§ 阅读材料:
【题解】P3049
考试的 B 题。
不难想到 DP。(然鹅我没想到 qwq)
我们先将数组进行一个神奇的处理,以样例为例:
\(a={1,2,3,4}\to a'={1,2,2,3,3,3,4,4,4,4}\)
\(b={4,3,2,0}\to b'={1,1,1,1,2,2,2,3,3}\)
这时就变成了我们熟悉的“编辑字符距离”的问题。P2758 编辑距离
状态转移方程:
dp[i][j] = min(min(dp[i][j - 1] + x, dp[i - 1][j] + y), dp[i - 1][j - 1] + z * abs(a[i] - b[j]))
记得设边界条件。
\(\text{Code}\)
#include <iostream>
#include <cstdio>
#include <cmath>
using namespace std;
const int MAXN = 1e3 + 5;
int n, x, y, z, lena, lenb;
int a[MAXN], b[MAXN], dp[MAXN][MAXN];
int main()

§ 数据部分:
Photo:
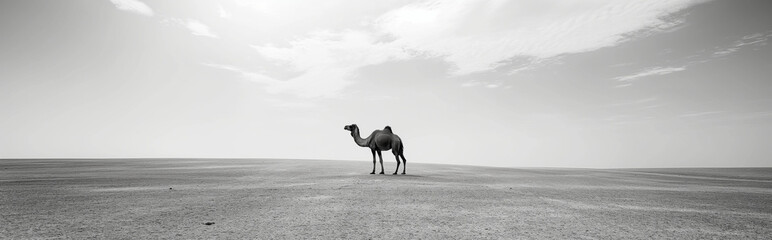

§ 练习要求:
1. 在P3049题解中,数组经过处理后,问题变成了哪一个熟悉的问题?
2. 从P3049题解停下的地方接着写下去。

§ 参考答案:
1. 变成了“编辑字符距离”问题(P2758 编辑距离)。

2.
{
scanf("%d%d%d%d", &n, &x, &y, &z);
for (int i = 1; i <= n; i++)
{
int c, d;
scanf("%d%d", &c, &d);
for (int j = 1; j <= c; j++) //预处理
{
a[++lena] = i;
}
for (int j = 1; j <= d; j++)
{
b[++lenb] = i;
}
}
for (int i = 1; i <= lena; i++) //边界条件
{
dp[i][0] = y * i;
}
for (int i = 1; i <= lenb; i++)
{
dp[0][i] = x * i;
}
for (int i = 1; i <= lena; i++)
{
for (int j = 1; j <= lenb; j++)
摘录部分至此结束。